**Aim of the exercise**.
Rewrite every row below, changing each "Target" to "Query" and leaving everything else untouched.
── Supplied material
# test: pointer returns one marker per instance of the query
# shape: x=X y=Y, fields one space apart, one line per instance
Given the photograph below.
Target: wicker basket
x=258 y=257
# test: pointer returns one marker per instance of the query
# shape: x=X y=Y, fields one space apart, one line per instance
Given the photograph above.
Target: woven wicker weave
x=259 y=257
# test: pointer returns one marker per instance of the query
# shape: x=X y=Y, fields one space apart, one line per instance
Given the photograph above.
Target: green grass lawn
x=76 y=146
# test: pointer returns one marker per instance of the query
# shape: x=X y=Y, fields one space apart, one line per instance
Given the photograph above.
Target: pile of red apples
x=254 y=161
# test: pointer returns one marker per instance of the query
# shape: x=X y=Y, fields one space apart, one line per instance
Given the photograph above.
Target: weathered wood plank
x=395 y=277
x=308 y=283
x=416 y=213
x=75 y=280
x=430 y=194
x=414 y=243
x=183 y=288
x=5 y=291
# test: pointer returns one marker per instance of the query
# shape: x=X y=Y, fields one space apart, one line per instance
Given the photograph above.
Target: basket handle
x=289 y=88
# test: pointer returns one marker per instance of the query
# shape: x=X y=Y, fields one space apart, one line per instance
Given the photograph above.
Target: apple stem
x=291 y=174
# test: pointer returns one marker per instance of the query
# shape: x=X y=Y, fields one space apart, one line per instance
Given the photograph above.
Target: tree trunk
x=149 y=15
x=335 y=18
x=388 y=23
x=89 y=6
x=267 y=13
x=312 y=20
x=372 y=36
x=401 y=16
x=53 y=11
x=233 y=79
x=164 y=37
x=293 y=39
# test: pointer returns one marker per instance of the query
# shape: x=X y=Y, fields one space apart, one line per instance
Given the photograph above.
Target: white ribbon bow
────
**Expected answer**.
# test: pointer returns one marker per instance of the query
# shape: x=X y=Y, fields one space apart, one line per instance
Given the photograph below.
Query: wicker basket
x=258 y=257
# test: pointer returns one marker per instance of the query
# shape: x=X y=Y, fields one space apart, one line per instance
Given the photograph above.
Query: woven wicker weave
x=259 y=257
# test: pointer returns one marker per instance of the query
# shape: x=X y=Y, fields one space apart, one line per instance
Given the photograph above.
Query: green grass lawn
x=76 y=146
# test: pointer returns one marker per instance of the query
# shape: x=X y=Y, fields one space apart, one line per instance
Given the photograph above.
Query: pile of red apples
x=254 y=161
# test: pointer returns one marker per instance of the query
# shape: x=X y=Y, fields one space apart, one line per instance
Given the photograph above.
Query: weathered wood plank
x=395 y=277
x=308 y=283
x=416 y=213
x=75 y=280
x=430 y=194
x=414 y=243
x=183 y=288
x=5 y=291
# test: pointer returns one marker per instance of the query
# shape: x=X y=Y, fields one space apart, one line per instance
Given the photograph above.
Query: basket handle
x=289 y=88
# test: pointer returns one marker per instance of the query
# shape: x=X y=Y, fields one space apart, one line per instance
Given the photograph above.
Query: apple stem
x=291 y=174
# test: pointer returns one marker per instance of the query
# shape: x=X y=Y, fields one space apart, one line per instance
Given the photograph above.
Query: tree trunk
x=149 y=15
x=335 y=18
x=388 y=23
x=89 y=6
x=267 y=13
x=312 y=20
x=372 y=36
x=401 y=16
x=53 y=11
x=233 y=79
x=164 y=37
x=293 y=39
# test: pointer returns one marker per instance of the query
# shape: x=X y=Y, fields one space apart, one line per instance
Given the photograph above.
Query: white ribbon bow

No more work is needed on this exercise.